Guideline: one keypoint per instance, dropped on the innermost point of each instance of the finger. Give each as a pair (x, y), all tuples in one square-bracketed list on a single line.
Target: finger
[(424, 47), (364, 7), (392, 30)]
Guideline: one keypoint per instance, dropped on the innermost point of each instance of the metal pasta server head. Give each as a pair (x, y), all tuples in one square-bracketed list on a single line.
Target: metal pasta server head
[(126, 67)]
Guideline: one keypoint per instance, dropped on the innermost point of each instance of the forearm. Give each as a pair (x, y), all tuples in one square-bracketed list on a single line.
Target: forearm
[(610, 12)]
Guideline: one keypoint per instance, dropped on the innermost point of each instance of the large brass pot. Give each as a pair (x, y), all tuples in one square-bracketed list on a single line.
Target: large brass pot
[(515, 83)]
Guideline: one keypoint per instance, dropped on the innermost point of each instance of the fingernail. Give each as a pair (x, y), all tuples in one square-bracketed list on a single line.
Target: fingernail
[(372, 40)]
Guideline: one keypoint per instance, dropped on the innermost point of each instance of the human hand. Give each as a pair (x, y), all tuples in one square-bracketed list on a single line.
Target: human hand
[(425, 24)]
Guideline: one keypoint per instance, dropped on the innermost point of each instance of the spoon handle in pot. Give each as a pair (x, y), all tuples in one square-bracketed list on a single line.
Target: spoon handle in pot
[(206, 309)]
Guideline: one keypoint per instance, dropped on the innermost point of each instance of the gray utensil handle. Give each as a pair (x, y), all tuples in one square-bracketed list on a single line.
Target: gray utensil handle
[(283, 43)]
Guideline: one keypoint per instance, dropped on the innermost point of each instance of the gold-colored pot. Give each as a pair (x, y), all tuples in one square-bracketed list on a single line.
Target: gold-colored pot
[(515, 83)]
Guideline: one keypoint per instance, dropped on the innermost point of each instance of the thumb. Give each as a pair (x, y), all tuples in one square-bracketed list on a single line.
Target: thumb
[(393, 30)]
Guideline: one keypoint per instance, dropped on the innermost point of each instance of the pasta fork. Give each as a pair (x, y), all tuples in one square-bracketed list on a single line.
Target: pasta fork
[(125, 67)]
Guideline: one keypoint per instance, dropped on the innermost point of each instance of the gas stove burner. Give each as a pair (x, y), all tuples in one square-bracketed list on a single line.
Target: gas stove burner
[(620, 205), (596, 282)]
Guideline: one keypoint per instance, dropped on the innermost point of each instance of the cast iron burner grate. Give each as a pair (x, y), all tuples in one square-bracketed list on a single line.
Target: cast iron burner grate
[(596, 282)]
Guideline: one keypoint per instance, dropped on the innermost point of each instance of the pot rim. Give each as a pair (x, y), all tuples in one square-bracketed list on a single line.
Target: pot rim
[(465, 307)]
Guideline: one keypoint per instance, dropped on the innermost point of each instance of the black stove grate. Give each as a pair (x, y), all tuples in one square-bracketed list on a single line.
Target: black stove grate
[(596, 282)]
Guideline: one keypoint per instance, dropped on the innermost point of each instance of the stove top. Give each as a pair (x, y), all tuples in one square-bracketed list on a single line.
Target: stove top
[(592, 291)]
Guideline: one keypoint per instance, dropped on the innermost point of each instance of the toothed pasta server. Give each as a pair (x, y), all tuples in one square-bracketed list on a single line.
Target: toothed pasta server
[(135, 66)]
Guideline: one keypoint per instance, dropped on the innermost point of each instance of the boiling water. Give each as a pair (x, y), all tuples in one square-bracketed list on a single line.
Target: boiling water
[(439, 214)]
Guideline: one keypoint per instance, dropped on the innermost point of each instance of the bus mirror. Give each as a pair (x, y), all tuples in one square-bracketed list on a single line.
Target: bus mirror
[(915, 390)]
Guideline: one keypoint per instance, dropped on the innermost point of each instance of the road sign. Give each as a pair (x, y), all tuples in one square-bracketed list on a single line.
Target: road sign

+++

> [ABOUT THIS TASK]:
All lines carrying the word "road" must be copied from the data above.

> [TASK SOLUTION]:
Guideline: one keypoint per instance, dropped on the innermost point of each instance of the road sign. Give each as a pair (x, y), all tuples in one square-bracketed list on a single line.
Target: road sign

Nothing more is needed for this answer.